** Start Extracted material **

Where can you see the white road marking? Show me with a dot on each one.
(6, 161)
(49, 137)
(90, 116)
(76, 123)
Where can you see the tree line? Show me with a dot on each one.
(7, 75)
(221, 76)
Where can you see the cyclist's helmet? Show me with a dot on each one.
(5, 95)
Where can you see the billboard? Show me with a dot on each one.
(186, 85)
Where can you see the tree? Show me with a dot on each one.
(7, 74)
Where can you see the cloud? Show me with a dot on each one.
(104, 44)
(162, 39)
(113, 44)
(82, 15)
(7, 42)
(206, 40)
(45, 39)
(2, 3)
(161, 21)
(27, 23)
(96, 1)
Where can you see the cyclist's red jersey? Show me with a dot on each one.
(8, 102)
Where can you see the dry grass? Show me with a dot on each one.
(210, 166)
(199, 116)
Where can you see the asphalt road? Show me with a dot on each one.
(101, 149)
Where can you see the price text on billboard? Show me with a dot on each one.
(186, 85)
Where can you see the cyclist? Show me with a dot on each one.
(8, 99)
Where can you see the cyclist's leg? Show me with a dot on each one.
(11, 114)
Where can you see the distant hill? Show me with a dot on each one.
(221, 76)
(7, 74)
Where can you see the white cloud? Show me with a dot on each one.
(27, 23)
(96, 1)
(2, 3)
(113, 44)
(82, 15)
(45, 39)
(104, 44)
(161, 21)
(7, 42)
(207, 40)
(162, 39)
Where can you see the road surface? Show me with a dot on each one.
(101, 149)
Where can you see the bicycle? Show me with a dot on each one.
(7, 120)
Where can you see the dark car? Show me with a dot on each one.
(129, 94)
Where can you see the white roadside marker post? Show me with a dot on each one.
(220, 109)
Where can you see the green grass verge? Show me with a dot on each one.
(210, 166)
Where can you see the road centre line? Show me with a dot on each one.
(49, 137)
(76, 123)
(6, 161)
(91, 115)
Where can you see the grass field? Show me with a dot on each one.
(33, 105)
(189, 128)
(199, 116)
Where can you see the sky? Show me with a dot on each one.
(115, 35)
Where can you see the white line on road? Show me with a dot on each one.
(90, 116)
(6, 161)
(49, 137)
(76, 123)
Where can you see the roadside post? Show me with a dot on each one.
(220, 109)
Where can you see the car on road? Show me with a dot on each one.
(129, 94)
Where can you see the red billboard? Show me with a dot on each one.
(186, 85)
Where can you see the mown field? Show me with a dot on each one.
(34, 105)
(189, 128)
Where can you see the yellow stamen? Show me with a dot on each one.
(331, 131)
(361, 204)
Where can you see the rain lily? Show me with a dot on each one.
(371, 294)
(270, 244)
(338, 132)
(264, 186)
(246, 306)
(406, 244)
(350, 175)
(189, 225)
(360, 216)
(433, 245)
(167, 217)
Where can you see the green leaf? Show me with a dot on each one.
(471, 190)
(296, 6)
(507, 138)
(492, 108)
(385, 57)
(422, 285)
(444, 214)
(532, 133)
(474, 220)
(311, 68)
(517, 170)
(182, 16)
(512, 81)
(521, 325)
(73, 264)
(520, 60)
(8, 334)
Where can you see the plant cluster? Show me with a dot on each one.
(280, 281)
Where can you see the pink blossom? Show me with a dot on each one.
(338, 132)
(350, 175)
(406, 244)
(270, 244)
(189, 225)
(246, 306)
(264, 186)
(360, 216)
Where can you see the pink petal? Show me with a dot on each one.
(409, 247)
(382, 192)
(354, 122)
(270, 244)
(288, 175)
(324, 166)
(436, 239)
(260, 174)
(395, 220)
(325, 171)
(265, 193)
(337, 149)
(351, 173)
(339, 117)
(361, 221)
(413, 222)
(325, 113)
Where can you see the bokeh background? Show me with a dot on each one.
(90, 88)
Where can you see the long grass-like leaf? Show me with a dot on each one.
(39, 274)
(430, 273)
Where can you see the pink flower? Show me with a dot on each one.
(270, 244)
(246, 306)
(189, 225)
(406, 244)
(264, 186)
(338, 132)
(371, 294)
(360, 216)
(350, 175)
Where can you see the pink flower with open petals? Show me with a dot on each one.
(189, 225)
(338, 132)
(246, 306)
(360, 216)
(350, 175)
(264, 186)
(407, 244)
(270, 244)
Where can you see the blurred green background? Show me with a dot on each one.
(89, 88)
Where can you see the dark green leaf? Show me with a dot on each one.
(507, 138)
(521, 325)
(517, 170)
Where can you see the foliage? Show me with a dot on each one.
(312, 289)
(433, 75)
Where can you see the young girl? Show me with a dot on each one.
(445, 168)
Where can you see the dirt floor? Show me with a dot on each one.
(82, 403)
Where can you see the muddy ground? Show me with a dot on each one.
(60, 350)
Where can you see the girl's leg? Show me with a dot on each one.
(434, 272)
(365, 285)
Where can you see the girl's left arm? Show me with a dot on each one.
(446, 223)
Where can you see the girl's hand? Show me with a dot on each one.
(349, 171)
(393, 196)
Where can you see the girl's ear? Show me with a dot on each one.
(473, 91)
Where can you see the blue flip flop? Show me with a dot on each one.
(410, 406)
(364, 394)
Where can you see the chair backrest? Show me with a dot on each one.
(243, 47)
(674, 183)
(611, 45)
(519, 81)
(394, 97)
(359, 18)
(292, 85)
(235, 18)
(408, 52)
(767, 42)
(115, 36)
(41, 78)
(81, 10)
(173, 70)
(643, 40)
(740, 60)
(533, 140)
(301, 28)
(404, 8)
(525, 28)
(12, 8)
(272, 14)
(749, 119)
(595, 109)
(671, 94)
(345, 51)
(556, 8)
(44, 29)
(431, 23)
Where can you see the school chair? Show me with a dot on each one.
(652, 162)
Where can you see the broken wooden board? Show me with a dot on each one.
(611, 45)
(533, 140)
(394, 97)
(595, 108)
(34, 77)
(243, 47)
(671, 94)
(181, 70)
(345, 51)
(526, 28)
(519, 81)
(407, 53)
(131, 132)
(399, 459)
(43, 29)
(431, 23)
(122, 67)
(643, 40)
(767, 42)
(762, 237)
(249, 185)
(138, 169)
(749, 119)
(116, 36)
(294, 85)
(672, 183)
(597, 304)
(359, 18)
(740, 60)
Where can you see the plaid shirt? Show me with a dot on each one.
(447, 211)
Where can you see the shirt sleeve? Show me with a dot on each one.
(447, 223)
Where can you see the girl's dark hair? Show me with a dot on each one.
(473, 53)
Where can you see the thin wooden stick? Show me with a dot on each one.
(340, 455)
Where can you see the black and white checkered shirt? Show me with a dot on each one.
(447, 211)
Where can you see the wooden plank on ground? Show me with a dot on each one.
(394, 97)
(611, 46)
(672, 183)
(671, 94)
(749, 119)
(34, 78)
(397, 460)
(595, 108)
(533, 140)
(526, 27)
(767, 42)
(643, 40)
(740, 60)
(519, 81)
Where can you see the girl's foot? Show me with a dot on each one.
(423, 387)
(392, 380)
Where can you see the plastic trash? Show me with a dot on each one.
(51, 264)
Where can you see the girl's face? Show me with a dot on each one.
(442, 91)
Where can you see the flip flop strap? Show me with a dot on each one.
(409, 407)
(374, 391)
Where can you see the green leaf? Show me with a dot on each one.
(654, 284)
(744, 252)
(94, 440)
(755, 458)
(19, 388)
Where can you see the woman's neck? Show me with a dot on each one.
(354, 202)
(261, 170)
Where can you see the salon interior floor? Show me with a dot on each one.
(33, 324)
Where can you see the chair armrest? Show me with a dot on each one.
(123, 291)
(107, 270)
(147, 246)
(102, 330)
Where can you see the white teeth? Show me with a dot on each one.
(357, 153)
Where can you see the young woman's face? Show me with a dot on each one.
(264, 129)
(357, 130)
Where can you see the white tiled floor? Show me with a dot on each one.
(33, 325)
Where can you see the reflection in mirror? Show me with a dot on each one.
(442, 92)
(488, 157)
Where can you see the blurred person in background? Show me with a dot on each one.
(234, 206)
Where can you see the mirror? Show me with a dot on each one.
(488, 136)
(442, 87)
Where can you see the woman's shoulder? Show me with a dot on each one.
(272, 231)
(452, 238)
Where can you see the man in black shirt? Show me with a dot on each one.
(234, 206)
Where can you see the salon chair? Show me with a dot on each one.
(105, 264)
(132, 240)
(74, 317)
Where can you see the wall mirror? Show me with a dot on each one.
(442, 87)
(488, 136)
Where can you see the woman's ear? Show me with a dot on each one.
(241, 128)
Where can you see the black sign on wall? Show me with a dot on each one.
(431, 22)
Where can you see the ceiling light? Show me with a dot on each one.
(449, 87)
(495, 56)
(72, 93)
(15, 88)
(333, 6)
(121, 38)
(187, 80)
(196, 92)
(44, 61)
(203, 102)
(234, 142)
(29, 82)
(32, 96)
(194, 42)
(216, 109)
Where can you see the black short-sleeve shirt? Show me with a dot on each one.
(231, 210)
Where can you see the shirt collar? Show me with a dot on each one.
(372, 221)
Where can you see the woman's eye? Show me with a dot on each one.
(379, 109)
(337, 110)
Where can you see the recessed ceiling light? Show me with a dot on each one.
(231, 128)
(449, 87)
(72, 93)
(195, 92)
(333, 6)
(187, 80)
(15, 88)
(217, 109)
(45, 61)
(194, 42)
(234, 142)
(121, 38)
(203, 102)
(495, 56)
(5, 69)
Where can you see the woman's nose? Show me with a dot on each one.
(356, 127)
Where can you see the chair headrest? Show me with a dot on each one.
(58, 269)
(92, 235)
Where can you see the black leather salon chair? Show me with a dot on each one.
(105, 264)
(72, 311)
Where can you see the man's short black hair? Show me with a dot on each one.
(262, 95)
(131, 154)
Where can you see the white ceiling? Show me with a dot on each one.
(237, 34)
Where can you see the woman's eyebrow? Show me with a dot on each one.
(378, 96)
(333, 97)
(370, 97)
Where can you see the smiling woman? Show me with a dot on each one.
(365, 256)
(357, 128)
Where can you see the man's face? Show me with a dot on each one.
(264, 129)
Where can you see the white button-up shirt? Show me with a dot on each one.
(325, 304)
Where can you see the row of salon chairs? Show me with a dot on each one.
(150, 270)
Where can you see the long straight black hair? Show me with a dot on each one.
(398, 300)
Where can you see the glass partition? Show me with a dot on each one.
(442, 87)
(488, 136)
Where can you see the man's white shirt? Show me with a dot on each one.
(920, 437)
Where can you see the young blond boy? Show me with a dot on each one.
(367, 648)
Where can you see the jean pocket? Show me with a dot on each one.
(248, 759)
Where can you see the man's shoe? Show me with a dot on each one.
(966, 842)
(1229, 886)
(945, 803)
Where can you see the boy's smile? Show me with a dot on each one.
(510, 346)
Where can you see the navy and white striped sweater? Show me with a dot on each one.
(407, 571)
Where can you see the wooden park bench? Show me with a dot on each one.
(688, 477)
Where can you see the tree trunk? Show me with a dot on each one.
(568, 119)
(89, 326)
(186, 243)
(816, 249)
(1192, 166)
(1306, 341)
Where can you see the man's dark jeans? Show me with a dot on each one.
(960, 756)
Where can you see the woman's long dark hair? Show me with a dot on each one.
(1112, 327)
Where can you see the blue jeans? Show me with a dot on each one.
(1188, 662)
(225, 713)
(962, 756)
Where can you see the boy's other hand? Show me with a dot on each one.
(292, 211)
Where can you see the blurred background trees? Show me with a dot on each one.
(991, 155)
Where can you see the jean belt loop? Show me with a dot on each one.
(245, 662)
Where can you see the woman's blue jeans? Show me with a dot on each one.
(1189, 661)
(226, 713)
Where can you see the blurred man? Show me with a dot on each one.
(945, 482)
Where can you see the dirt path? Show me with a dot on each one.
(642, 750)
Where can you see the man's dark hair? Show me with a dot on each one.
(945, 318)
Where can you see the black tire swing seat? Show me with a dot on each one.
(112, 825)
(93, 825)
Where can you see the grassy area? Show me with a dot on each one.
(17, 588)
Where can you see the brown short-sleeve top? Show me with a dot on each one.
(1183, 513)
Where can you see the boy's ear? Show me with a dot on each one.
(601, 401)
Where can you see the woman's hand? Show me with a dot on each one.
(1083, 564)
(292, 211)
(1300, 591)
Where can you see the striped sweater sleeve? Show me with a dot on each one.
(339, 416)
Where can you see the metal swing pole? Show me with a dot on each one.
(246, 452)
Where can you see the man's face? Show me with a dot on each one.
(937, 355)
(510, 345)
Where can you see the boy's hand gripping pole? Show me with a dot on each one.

** End Extracted material **

- [Task statement] Quote the line that contains "Where can you see the boy's other" and each line after it through the end of the data, exactly, leaving out everything else.

- [Answer]
Where can you see the boy's other hand? Show me with a dot on each one.
(292, 211)
Where can you see the blurred background trees? Show me with a dot on each one.
(991, 155)
Where can you see the jean belt loop? Show me with a dot on each one.
(245, 662)
Where can you see the woman's blue jeans? Show me with a dot on each one.
(1189, 661)
(226, 713)
Where can you see the blurred man? Show me with a dot on each one.
(945, 482)
Where can you see the dirt path? Show me with a dot on each one.
(642, 750)
Where can you see the man's dark hair? Show me with a dot on each one.
(945, 318)
Where can you see the black tire swing seat? Show me with a dot on each one.
(112, 825)
(93, 825)
Where can you see the grassy area? Show me with a dot on each one.
(17, 588)
Where can you see the brown short-sleeve top? Show me with a dot on each one.
(1183, 513)
Where can you see the boy's ear? Show me with a dot on each one.
(601, 401)
Where can you see the woman's hand? Show me with a dot on each one.
(1083, 564)
(292, 211)
(1300, 591)
Where can you see the striped sweater sleeve? Show me with a dot on each one.
(339, 416)
Where can you see the metal swing pole? Show me with a dot on each one.
(246, 452)
Where can you see the man's face? Show me with a dot on each one.
(937, 355)
(510, 345)
Where can you see the boy's hand gripping pole? Show me with a dot on each one.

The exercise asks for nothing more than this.